WHAT TO WORK ON: Identify, in the records below, every line where the string "instance" appears, and copy each such line.
++++ RECORDS FOR THE EXERCISE
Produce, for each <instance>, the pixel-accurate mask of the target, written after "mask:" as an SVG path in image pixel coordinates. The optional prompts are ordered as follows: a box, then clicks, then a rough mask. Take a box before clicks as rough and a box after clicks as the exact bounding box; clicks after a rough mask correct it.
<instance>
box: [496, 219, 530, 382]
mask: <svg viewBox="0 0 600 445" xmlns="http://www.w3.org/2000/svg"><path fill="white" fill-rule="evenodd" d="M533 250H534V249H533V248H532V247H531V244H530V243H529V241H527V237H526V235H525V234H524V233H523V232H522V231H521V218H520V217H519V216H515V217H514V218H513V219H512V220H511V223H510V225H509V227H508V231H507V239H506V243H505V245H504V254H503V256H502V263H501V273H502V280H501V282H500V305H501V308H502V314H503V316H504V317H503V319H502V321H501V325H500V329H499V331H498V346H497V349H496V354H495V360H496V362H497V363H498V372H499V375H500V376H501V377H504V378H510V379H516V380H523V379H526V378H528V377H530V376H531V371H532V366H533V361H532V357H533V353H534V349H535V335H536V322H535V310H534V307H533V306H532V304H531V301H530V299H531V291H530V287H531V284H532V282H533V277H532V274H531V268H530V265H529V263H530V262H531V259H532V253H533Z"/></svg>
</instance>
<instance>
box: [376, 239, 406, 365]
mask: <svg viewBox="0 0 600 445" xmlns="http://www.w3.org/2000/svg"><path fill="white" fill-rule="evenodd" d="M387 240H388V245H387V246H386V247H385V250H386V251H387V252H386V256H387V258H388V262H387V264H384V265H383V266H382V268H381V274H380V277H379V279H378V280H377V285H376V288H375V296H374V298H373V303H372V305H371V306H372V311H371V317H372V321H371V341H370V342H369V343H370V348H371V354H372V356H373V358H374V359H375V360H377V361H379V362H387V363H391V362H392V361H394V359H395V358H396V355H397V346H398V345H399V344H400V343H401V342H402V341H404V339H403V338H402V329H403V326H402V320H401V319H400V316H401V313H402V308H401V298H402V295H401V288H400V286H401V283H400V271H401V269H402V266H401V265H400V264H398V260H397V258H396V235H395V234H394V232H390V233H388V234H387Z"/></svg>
++++++++
OUTPUT OF THE EXERCISE:
Produce, for each <instance>, the pixel-accurate mask of the target, written after "mask:" as an SVG path in image pixel coordinates. The optional prompts are ordered as follows: a box, then clicks, then a rough mask. Take a box before clicks as rough and a box after clicks as the exact bounding box; clicks after a rough mask correct it.
<instance>
</instance>
<instance>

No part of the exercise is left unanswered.